PROMPT 1 => According to the health insurance excerpt, what is the main source of the coverage losses that congressional scorekeepers predict from the bill?
PROMPT 2 => Continue the text on health coverage losses under the bill from its last sentence.

TEXT EXCERPT =>
Nearly 12 million people would lose their health insurance under President Trump’s “big, beautiful bill,” an erosion of the social safety net that would lead to more unmanaged chronic illnesses, higher medical debt and overcrowding of hospital emergency departments.
Why it matters:
The changes in the Senate version of the bill could wipe out most of the health coverage gains made under the Affordable Care Act and slash state support for Medicaid and SNAP.
“We are going back to a place of a lot of uncompensated care and a lot of patchwork systems for people to get care,” said Ellen Montz, a managing director at Manatt Health who oversaw the ACA federal marketplace during the Biden administration.
The big picture:
The stakes are huge for low-income and working-class Americans who depend on Medicaid and subsidized ACA coverage.
Without health coverage, more people with diabetes, heart disease, asthma and other chronic conditions will likely go without checkups and medication to keep their ailments in check.
Those who try to keep up with care after losing insurance will pay more out of pocket, driving up medical debt and increasing the risk of eviction, food insecurity and depleted savings.
Uninsured patients have worse cancer survival outcomes and are less likely to get prenatal care. Medicaid also is a major payer of behavioral health counseling and crisis intervention.
Much of the coverage losses from the bill will come from new Medicaid work reporting requirements, congressional scorekeepers predict. Work rules generally will have to be implemented for coverage starting in 2027, but could be earlier or later depending on the state.
Past experiments with Medicaid work rules show that many eligible people fall through the cracks verifying they’ve met the requirements or navigating new state bureaucracies.
Often, people don’t find out they’ve lost coverage until they try to fill a prescription or see their doctor. States typically provide written notices, but contacts can be out of date.

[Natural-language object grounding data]
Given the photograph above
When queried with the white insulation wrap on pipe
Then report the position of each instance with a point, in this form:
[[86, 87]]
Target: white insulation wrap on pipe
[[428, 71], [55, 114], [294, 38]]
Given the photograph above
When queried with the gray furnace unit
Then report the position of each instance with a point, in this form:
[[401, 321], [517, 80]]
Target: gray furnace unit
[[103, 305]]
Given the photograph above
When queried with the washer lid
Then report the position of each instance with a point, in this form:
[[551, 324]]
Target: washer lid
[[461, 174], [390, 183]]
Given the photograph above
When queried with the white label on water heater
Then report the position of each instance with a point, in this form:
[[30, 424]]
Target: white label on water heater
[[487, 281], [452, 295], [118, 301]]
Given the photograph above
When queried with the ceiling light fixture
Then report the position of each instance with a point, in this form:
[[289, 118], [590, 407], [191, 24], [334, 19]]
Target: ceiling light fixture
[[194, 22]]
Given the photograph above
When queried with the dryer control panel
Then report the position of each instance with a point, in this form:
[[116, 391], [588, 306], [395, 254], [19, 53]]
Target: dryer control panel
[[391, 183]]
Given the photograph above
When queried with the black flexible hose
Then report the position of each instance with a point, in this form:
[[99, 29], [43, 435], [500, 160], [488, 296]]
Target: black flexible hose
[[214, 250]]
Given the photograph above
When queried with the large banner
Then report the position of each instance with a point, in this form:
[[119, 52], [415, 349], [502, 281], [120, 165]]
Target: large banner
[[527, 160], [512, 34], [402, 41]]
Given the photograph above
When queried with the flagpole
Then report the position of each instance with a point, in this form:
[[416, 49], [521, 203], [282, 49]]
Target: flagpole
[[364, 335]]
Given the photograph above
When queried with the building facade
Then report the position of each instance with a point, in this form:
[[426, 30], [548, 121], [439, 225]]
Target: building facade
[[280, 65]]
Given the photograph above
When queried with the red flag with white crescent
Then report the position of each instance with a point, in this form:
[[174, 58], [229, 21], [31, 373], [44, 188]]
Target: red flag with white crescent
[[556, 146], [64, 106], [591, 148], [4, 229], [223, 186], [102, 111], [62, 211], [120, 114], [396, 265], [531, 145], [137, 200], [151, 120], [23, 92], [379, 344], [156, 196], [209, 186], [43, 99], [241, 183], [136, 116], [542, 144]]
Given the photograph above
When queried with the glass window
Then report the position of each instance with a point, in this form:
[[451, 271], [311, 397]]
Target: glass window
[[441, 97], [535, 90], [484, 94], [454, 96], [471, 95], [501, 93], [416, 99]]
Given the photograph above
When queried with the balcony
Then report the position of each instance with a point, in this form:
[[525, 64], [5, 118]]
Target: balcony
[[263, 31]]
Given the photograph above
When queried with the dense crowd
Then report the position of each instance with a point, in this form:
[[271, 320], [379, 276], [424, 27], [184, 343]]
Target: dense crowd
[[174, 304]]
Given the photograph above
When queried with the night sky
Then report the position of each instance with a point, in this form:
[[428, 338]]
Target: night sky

ANSWER SPACE 1 => New Medicaid work reporting requirements.

ANSWER SPACE 2 =>
Nearly 1 in 3 adults who were disenrolled from Medicaid after the COVID pandemic found out they no longer had health insurance only when they tried to access care, per a KFF survey.
Zoom out:
The Medicaid and ACA changes will also affect people who keep their coverage.
The anticipated drop-off in preventive care means the uninsured will be more likely to go to the emergency room when they get sick. That could further crowd already bursting ERs, resulting in even longer wait times.
Changes to ACA markets in the bill, along with the impending expiration of enhanced premium subsidies, may drive healthier people to drop out, Montz said, skewing the risk pool and driving up premiums for remaining enrollees.
States will likely have to make further cuts to their safety-net programs if the bill passes in order to keep state budgets functioning with less federal Medicaid funding.
The other side:
The White House and GOP proponents of the bill say the health care changes will fight fraud, waste and abuse, and argue that coverage loss projections are overblown.
Conservative health care thinkers also posit that there isn’t strong enough evidence that public health insurance improves health.
Reality check:
Not all insurance is created equally, and many people with health coverage still struggle to access care. But the bill’s impact would take the focus off ways to improve the health system, Montz said.
“This is taking us catastrophically backward, where we don’t get to think about the things that we should be thinking about how to best keep people healthy,” she said.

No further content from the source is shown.